# Textausschnitt
——————————

Auch Matthias Buschhaus, der die Integrationskurse an der Volkshochschule (VHS) Dachau koordiniert, spricht sich dafür aus, Sanktionen nur "im absoluten Ausnahmefall" anzuwenden. 20 Kurse mit durchschnittlich 18 Teilnehmern laufen zur Zeit an der VHS, im Sommer sollen drei weitere dazu kommen. Parallel dazu gibt es Alphabetisierungs- und Erstorientierungskurse. Mutwillige Verweigerungen habe es nicht gegeben, sagt Buschhaus. Wer ausgestiegen sei, sei weggezogen oder habe eine zusätzliche Betreuung gebraucht. Steige jemand aus, sagt Buschhaus, müsse man Gespräche führen, um den Grund zu ermitteln. "Jemanden zu sanktionieren, der ein Trauma hat, geht gar nicht."

——————————

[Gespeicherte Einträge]
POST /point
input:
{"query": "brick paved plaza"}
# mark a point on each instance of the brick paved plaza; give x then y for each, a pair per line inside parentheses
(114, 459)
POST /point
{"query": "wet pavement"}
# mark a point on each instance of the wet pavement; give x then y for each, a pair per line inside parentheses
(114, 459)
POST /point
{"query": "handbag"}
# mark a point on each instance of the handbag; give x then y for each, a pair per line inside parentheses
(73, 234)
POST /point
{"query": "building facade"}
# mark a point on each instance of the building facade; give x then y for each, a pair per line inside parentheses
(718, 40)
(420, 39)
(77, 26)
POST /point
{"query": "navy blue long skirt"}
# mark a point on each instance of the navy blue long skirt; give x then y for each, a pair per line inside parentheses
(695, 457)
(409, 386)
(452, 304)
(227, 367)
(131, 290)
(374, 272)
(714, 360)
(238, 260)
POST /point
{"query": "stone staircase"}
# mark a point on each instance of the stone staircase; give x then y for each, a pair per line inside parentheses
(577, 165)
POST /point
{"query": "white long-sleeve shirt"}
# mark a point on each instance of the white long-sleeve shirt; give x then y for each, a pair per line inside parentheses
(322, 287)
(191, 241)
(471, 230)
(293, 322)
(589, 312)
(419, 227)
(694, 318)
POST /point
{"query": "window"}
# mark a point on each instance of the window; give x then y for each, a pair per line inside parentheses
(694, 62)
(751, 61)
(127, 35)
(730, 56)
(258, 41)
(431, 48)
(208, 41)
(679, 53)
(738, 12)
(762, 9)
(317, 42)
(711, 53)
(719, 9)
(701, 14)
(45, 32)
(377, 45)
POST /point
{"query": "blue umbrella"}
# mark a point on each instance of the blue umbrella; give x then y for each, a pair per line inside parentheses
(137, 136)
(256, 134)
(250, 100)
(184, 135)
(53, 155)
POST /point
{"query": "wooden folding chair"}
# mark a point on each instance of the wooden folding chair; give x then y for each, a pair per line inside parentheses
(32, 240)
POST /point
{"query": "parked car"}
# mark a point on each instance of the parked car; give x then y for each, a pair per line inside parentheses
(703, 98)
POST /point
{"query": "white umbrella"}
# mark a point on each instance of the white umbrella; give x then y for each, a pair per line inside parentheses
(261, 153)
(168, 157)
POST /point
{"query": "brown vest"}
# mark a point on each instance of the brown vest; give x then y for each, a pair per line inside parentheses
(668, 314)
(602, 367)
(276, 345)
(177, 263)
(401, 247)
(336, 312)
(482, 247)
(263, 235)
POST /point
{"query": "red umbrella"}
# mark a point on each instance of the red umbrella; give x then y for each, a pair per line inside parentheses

——————————

# Arbeitsaufträge
1/ Beantworte zum Textausschnitt über die Integrationskurse an der VHS Dachau diese Fragen:
(a) Wie viele Kurse laufen dort zurzeit, und mit wie vielen Teilnehmern im Durchschnitt?
(b) Wie viele weitere Kurse sollen im Sommer hinzukommen?
(c) Was muss man laut Buschhaus tun, wenn jemand aussteigt?
2/ Greif bitte den Textausschnitt über die Integrationskurse an der VHS Dachau auf und schreib ihn nach seinem letzten Satz weiter.
Die Einträge spielen hierfür keine Rolle.

# Antworten je Aufgabe
1/
(a) 20 Kurse mit durchschnittlich 18 Teilnehmern.
(b) Drei.
(c) Gespräche führen, um den Grund zu ermitteln.

2/
Der Gesetzesentwurf sieht außerdem vor, dass die Bundesländer nicht mehr nur Asylsuchenden, sondern auch anerkannten Flüchtlingen einen Wohnsitz zuweisen können, wenn dort die Chancen auf einen Arbeitsplatz und eine Wohnung besser sind. Die Regel geht auf die Initiative von Kommunen zurück, die Gettobildung in Ballungsräumen befürchten. Ob sich die Wohnsitzzuweisung auf die Flüchtlinge im Landkreis auswirken wird, können weder die Helfer noch Landrat Stefan Löwl (CSU) einschätzen. Sie sei "grundsätzlich sehr, sehr wichtig", sagt Löwl, denn je weniger Flüchtlinge auf einmal an einem Ort lebten, desto einfacher sei die Integration. Er plädiert dafür, dass Flüchtlingen ein neuer Wohnsitz auch innerhalb eines Landkreises zugeteilt werden kann. Einen Mangel an Arbeitsplätzen, der zu einer staatlich verordneten Wohnsitzverlagerung führen könnte, erkennen weder Landrat noch Helfer. Die aber kritisieren die geplante Regelung scharf. Meist seien Umzüge von Flüchtlingen aus dem Landkreis nicht von der Jobsuche motiviert, sondern von dem Wunsch, zu Verwandten zu ziehen.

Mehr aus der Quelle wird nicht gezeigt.